(Data records)
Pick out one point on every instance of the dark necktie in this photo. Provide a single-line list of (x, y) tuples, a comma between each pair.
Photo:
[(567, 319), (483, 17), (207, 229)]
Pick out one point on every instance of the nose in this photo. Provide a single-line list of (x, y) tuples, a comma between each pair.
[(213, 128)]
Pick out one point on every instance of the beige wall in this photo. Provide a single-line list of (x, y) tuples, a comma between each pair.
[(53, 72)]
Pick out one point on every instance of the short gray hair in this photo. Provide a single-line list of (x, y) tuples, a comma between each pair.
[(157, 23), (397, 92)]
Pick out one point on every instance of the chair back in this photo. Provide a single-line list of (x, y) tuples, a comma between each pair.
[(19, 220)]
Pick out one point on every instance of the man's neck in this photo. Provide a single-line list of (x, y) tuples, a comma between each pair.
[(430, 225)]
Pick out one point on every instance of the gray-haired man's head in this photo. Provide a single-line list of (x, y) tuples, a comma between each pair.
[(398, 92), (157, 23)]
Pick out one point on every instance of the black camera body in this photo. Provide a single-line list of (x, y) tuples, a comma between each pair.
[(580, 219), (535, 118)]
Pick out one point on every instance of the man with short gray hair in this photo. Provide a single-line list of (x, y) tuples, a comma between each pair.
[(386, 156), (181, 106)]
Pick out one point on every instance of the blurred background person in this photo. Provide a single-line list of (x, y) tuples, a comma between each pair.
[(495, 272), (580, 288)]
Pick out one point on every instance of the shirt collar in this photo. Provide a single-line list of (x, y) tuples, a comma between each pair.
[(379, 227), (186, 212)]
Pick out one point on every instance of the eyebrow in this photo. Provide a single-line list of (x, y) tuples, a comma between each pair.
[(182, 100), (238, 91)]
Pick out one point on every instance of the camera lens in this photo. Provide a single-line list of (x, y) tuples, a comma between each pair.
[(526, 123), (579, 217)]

_Exercise_
Copy the rows from the first one through the row containing "[(379, 227), (186, 212)]", both included, leaving every request unchanged. In each answer, multiply every coordinate by 0.3 and round to the nearest whole number, with halves going up.

_Solution to this exercise_
Pick out one point on every instance of the dark necktie in this photo. Provide a single-line list of (x, y) tuples, a comma between each pair.
Photo:
[(170, 96), (145, 5), (62, 69)]
Pick out one point on every instance of the nose in this photo. Provide a single-line list of (x, y) tuples, a comma between each pair.
[(64, 38)]
Pick out one point on every instance of the beige wall in this photo. Provide a single-line list of (x, y) tuples, a comma between each pair.
[(16, 22)]
Pick out one point on every instance of the short gray hair in this photo. Provide a single-line list of (x, y) tuples, a comma between each pair.
[(47, 7), (119, 28)]
Pick out one point on every instance of the chair back in this photo. Provide a single-line list of (x, y) tuples, a comma between each pair.
[(6, 66)]
Pick out one point on every instance of the man's neck in this photo. Provide a single-line list of (x, y) tuples, a comma between each pair.
[(129, 68)]
Pick out one point on every instance of the gray-haired man's head in this photo. Provide a single-line list of (x, y) tuples, a comma between each pair.
[(119, 28), (47, 7)]
Pick out one point on every instance of the black camera body in this photo. Provide a single-line list of (x, y) tuples, a comma between each pair.
[(174, 66), (161, 35)]
Pick out one point on every instance of the man with short gray hair in this photo. Provide a single-line list of (x, y) tuples, a comma between each pair.
[(116, 47), (54, 32)]
Pick out one point on every instance of the blurred background person in this photo. Provide a single-line list of (x, y) tuples, a comma between each pair.
[(149, 82), (174, 86)]
Pick out one point on every instance of the shirt collar in this photo. Provide a single-line list of (x, y) tuples, a comma between each pair.
[(114, 68), (56, 64)]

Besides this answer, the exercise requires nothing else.